▶ EXERCISE
Translate this sentence from the text on fixating on one source of happiness into Spanish: "Losing weight has its advantages, like better health, but losing that weight doesn't really guarantee happiness."

▶ EXCERPT PROVIDED
┄┄┄┄┄┄┄┄┄┄┄┄┄┄┄┄┄┄┄┄

Have you seen overweight people who obsess over losing weight? They think they'll be so happy once they finally reach their goal weight and get it cemented it in their minds that a certain weight is the ONE THING that will make life better. Losing weight has its advantages, like better health, but losing that weight doesn't really guarantee happiness. It's just what they've fixated on.

You seem to be in a similar boat, but with a different kind of life vest. A baby is what you've fixated on as that "one thing" that will save you and make everything better. At least part of you has fixated on that, even though the other part knows it's not true. I may be reading too much between the lines, but it sounds like you could be wishing your life away -- of anticipating future happiness while missing out on present day. People with the thoughts of "I'll be happy when..." are almost guaranteed to have some form of depression.

I hope you have found a great therapist. There are some doozies out there, but there are also very helpful ones. Don't settle until you find a good one. One that will help you focus on the present moment and help you to feel valuable for who are.

I've been learning more about how the physical body affects us mentally. You can't separate one from the other, but therapists don't often go into healthier lifestyles that will help mental instability. Eating better, getting physical activity, having healthy relationships, and sleeping enough at night can go a long way with mental health.

┄┄┄┄┄┄┄┄┄┄┄┄┄┄┄┄┄┄┄┄

▶ DATA SUPPLIED

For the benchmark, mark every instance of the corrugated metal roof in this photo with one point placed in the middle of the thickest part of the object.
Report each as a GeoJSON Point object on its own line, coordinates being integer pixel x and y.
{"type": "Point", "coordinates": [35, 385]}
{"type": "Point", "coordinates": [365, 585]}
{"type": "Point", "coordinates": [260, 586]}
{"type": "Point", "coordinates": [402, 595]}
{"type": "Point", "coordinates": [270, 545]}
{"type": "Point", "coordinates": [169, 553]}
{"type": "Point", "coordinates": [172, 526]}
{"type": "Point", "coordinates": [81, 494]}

┄┄┄┄┄┄┄┄┄┄┄┄┄┄┄┄┄┄┄┄

▶ WRITTEN RESPONSE
Perder peso tiene sus ventajas, como una mejor salud, pero perder ese peso no garantiza realmente la felicidad.